> [THE TASK] Line tally for the word "pendant": count the lines below that contain it and reply with the number alone.

> [RECORD EXTRACTS]
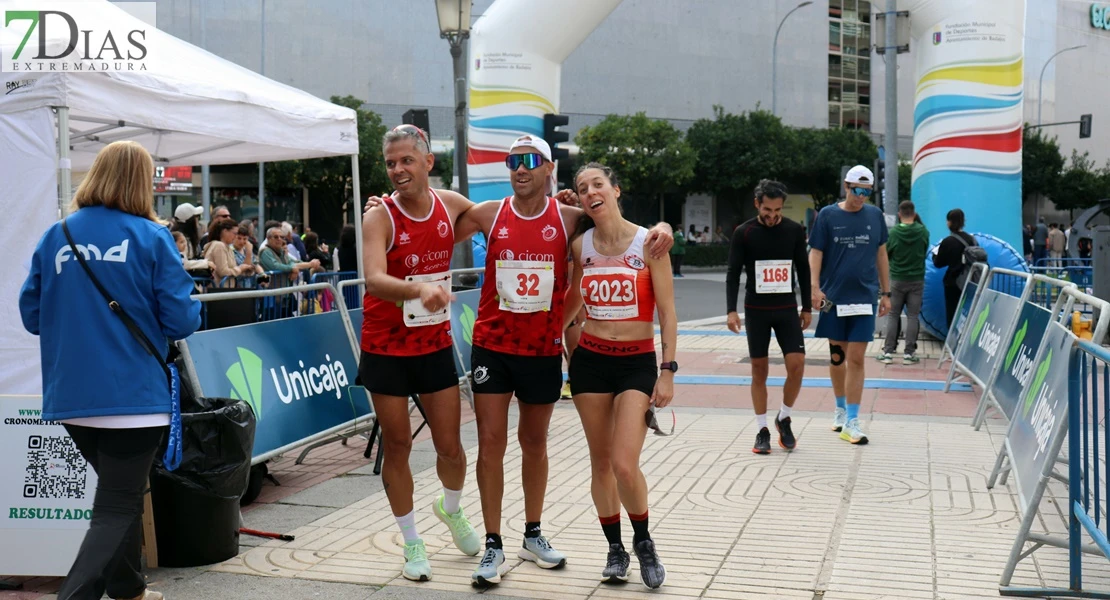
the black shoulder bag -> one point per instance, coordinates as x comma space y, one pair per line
173, 449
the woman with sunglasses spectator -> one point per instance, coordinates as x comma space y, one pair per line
613, 370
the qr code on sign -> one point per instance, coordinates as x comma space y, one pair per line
54, 468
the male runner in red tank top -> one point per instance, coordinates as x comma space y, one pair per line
518, 341
406, 337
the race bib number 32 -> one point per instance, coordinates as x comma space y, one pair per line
774, 276
609, 293
525, 286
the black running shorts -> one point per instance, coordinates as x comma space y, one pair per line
533, 379
406, 375
595, 373
784, 322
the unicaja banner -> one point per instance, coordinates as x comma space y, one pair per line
296, 374
968, 114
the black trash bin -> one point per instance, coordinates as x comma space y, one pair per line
197, 506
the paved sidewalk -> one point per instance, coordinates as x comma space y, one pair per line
907, 516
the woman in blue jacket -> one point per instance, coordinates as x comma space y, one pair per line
112, 397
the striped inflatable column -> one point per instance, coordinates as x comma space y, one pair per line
516, 62
968, 114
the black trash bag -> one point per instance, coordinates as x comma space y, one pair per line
197, 517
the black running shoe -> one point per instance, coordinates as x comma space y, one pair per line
785, 435
763, 443
616, 565
651, 569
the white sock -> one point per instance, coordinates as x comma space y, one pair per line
451, 499
407, 525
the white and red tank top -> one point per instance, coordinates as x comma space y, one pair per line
419, 251
521, 309
617, 287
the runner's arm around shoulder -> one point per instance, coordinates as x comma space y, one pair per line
735, 268
573, 301
376, 234
476, 219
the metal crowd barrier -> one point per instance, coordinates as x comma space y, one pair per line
1032, 448
1089, 480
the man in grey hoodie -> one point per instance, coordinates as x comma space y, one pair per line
907, 247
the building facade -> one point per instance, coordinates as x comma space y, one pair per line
670, 59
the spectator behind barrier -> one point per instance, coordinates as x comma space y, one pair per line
318, 251
275, 258
222, 234
347, 254
98, 379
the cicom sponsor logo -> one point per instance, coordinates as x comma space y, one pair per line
53, 36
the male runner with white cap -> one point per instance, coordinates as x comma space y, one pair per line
849, 275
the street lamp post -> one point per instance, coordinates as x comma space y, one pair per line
455, 27
1040, 82
774, 56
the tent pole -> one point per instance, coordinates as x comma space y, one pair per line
357, 213
66, 184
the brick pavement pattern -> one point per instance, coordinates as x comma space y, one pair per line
905, 517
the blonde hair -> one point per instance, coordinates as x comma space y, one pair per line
121, 178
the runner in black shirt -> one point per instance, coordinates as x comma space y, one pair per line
772, 250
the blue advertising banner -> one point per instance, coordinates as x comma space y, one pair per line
1041, 413
982, 348
296, 374
961, 315
1018, 363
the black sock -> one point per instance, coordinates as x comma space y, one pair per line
612, 528
532, 529
639, 528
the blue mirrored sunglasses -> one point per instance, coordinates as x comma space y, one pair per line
531, 161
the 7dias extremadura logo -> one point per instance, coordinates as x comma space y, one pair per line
76, 39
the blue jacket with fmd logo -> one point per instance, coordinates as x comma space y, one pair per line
91, 365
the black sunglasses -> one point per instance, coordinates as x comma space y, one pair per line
653, 423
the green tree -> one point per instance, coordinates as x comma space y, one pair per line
1041, 164
329, 180
1081, 185
735, 151
649, 156
818, 155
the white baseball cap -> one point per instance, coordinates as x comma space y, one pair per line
859, 174
536, 143
187, 211
540, 145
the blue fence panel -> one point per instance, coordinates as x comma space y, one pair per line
1089, 479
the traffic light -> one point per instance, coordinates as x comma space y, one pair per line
880, 181
416, 117
553, 136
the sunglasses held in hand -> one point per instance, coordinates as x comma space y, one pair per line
653, 423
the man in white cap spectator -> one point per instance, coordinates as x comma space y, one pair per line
849, 274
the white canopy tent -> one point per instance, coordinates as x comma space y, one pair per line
189, 108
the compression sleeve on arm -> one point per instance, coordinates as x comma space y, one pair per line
735, 267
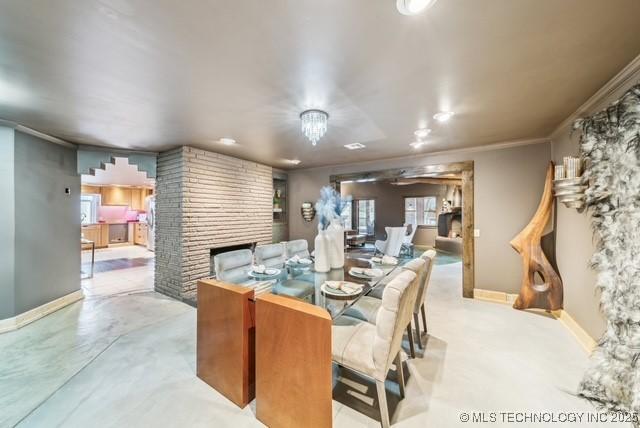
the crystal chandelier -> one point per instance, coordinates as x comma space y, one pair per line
314, 124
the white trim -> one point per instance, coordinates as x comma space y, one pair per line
19, 321
31, 131
583, 338
494, 296
629, 72
475, 149
578, 332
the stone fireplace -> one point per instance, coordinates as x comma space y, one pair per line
206, 201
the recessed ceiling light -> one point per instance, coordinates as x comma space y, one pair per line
413, 7
227, 141
422, 132
443, 116
354, 146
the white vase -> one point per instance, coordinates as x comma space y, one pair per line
335, 231
321, 250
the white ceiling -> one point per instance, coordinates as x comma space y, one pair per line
153, 74
120, 173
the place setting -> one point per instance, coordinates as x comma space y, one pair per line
341, 289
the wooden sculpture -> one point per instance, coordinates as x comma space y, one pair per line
547, 293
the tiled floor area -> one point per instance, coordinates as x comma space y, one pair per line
120, 359
126, 269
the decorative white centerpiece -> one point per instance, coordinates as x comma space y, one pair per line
329, 243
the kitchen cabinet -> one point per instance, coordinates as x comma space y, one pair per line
140, 234
114, 195
92, 233
98, 233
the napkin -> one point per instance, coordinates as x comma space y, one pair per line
347, 287
259, 268
372, 273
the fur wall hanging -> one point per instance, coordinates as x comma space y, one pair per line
610, 145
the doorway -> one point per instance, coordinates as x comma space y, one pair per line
118, 236
458, 172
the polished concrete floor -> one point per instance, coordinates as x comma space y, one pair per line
125, 356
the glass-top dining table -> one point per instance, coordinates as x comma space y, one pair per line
302, 281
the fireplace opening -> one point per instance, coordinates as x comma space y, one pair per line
219, 250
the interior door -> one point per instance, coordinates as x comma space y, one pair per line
366, 217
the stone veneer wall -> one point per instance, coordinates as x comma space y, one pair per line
206, 200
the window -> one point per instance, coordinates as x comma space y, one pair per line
89, 208
366, 216
420, 211
346, 214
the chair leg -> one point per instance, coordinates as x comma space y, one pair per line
417, 322
410, 336
382, 401
424, 319
400, 374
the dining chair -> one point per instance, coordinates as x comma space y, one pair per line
407, 240
298, 247
429, 257
233, 266
392, 245
270, 255
273, 256
370, 349
367, 307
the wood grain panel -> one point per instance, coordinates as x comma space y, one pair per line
293, 363
225, 341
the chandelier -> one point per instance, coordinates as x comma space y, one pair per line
314, 124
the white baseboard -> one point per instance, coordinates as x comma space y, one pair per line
14, 323
586, 341
494, 296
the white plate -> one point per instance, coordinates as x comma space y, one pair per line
362, 275
338, 293
267, 272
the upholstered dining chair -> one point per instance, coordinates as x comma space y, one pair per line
298, 247
429, 257
370, 349
270, 255
273, 255
392, 245
367, 307
233, 266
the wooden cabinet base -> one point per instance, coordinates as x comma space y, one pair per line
293, 363
225, 340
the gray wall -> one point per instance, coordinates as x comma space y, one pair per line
47, 224
575, 239
508, 186
7, 224
390, 205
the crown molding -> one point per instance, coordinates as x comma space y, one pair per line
628, 74
41, 135
476, 149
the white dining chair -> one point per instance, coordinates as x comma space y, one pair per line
270, 255
298, 247
273, 256
233, 266
392, 245
407, 240
367, 307
370, 349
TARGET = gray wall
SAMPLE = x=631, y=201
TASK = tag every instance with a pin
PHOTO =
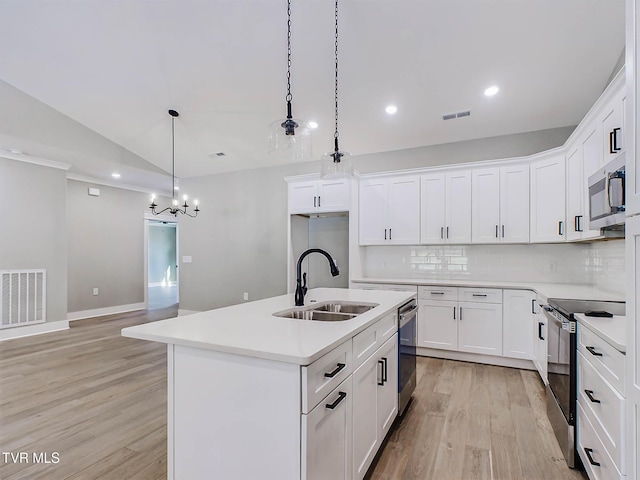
x=238, y=243
x=162, y=253
x=34, y=226
x=105, y=246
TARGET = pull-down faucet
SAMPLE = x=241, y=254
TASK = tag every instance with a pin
x=301, y=288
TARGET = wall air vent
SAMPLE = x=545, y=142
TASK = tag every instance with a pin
x=450, y=116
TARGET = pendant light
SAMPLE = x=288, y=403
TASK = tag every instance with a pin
x=337, y=163
x=175, y=207
x=290, y=139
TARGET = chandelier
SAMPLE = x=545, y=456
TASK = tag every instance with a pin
x=175, y=208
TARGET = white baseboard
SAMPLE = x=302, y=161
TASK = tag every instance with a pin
x=99, y=312
x=28, y=330
x=476, y=358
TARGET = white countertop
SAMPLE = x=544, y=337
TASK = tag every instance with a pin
x=612, y=330
x=548, y=290
x=250, y=329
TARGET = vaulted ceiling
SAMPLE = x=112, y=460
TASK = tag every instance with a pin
x=116, y=67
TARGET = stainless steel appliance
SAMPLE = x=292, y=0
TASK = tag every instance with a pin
x=562, y=373
x=606, y=195
x=407, y=342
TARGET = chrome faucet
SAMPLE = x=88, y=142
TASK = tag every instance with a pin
x=301, y=279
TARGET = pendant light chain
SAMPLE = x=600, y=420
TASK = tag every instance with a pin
x=289, y=97
x=335, y=135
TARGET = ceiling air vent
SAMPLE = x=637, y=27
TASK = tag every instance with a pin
x=450, y=116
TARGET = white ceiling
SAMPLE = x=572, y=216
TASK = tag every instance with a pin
x=117, y=66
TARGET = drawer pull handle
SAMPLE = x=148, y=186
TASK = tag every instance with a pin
x=591, y=397
x=336, y=371
x=593, y=352
x=589, y=451
x=341, y=396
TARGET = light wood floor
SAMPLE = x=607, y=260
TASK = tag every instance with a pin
x=99, y=400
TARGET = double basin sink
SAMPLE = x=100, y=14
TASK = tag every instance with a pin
x=327, y=311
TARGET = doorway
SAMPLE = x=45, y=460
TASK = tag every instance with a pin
x=162, y=264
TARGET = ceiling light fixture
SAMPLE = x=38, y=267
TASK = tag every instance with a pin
x=491, y=91
x=175, y=207
x=290, y=139
x=337, y=163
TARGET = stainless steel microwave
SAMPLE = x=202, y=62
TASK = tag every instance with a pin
x=606, y=195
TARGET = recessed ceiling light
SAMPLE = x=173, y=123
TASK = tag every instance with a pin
x=491, y=91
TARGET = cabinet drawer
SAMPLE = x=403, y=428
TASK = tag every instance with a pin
x=608, y=361
x=606, y=405
x=437, y=293
x=368, y=341
x=589, y=445
x=325, y=374
x=482, y=295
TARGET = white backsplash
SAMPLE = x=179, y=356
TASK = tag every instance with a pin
x=600, y=263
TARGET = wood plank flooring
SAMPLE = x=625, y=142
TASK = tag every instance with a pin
x=99, y=401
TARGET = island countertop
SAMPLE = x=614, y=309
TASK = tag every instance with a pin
x=250, y=329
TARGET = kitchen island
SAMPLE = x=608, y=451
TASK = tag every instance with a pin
x=252, y=395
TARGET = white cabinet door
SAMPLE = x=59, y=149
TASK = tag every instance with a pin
x=365, y=414
x=548, y=200
x=518, y=314
x=514, y=204
x=327, y=436
x=404, y=210
x=458, y=207
x=333, y=195
x=438, y=324
x=373, y=211
x=303, y=196
x=480, y=328
x=432, y=200
x=388, y=391
x=485, y=208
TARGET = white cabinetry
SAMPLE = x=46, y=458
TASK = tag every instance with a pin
x=548, y=199
x=518, y=314
x=500, y=204
x=317, y=196
x=453, y=322
x=390, y=211
x=601, y=406
x=445, y=208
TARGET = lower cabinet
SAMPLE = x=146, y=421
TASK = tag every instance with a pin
x=326, y=436
x=375, y=404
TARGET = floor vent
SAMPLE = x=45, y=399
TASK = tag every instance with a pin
x=451, y=116
x=23, y=300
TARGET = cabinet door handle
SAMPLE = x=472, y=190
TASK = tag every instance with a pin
x=540, y=325
x=593, y=352
x=341, y=396
x=337, y=370
x=589, y=451
x=589, y=394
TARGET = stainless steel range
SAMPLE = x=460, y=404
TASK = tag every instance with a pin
x=562, y=373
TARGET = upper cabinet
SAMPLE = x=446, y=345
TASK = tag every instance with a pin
x=445, y=208
x=317, y=196
x=390, y=210
x=500, y=204
x=548, y=186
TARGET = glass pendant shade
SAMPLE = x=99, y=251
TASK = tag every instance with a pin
x=336, y=164
x=289, y=141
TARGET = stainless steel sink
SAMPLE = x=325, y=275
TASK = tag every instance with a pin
x=327, y=311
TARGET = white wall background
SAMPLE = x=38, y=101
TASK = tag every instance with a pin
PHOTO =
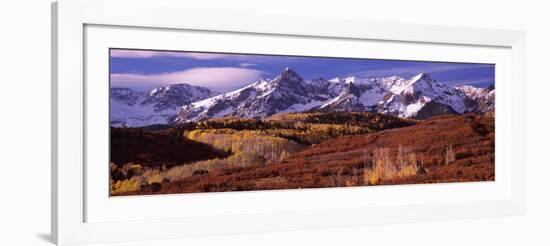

> [OUTPUT BELOW] 3